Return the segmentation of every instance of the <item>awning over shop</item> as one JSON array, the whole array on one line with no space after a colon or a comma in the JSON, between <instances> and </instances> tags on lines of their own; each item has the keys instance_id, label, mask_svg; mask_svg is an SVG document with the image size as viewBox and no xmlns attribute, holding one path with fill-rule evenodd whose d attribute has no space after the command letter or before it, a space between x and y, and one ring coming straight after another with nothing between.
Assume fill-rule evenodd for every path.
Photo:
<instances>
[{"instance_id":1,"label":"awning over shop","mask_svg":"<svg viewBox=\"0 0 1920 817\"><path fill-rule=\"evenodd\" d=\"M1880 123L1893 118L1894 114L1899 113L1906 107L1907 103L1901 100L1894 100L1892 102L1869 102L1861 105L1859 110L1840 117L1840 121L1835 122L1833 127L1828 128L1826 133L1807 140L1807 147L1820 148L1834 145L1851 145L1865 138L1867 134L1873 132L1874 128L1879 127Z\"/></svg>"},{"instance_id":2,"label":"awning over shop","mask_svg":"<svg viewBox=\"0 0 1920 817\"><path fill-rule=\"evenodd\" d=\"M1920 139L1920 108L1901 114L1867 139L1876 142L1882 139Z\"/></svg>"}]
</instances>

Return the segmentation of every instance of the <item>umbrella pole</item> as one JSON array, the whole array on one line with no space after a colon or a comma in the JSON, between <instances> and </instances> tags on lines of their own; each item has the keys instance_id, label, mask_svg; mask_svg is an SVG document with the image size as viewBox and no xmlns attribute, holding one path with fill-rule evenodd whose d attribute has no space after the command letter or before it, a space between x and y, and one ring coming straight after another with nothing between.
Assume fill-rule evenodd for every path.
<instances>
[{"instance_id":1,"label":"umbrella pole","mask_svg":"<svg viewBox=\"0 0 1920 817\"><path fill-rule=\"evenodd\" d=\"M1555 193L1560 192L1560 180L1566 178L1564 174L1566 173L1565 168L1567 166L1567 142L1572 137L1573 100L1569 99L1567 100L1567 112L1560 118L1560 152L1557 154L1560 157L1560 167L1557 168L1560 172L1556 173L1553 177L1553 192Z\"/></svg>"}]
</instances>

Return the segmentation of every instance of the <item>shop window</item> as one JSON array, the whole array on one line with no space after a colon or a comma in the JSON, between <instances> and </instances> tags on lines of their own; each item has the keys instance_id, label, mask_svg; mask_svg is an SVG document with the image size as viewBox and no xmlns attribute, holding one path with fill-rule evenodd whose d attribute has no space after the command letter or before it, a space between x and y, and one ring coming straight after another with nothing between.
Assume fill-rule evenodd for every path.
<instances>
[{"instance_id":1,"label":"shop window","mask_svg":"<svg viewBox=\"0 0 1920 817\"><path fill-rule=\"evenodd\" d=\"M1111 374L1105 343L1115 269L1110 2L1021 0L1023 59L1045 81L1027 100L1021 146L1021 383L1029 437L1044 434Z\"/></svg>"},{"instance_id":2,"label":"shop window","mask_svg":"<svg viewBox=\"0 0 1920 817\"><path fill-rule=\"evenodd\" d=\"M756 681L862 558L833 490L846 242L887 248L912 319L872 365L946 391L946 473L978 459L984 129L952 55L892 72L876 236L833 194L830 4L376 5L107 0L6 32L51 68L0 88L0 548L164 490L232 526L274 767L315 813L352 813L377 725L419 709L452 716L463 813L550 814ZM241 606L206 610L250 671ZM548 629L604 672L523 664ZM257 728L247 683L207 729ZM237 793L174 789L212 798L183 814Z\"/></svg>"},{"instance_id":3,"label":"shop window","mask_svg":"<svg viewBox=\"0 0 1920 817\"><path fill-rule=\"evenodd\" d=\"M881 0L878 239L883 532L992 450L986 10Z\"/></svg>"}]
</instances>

● ● ● ● ●

**Task:** When a line in the material above includes "size", report that line by copying it.

**Solution for this problem:**
Return the segmentation of every instance of the <item>awning over shop</item> as one JSON array, the whole array on one line with no space after a colon or a comma in the JSON, between <instances> and </instances> tags on lines of their own; each item has the keys instance_id, label, mask_svg; mask_svg is an SVG document with the image size as viewBox and no xmlns attribute, holding one path with fill-rule evenodd whose d attribute has no space after the command letter or before it, a space between x and y, and one ring coming straight after another with nothing between.
Return the segmentation of every instance of the <item>umbrella pole</item> as one JSON array, the whole array on one line with no space after a colon or a comma in the JSON, between <instances> and </instances> tags on lines of their own; each item has the keys instance_id, label, mask_svg; mask_svg is an SVG document with the image size as viewBox and no xmlns attribute, holding one path with fill-rule evenodd whose d attribute has no space after the command letter or before it, a space between x and y, and one ring coming straight after another with nothing between.
Return the segmentation of every instance of the <item>shop window</item> as one JSON array, the whole array on one line with no space after a colon or a comma in the JSON, between <instances> and </instances> tags on lines of their own; each item has the keys instance_id, label, mask_svg; mask_svg is an SVG document with the image size as viewBox and no xmlns attribute, holding one path with fill-rule evenodd whose d attribute has no space after the command letter or before it, a space between x and y, and one ring coming straight after another with nothing between.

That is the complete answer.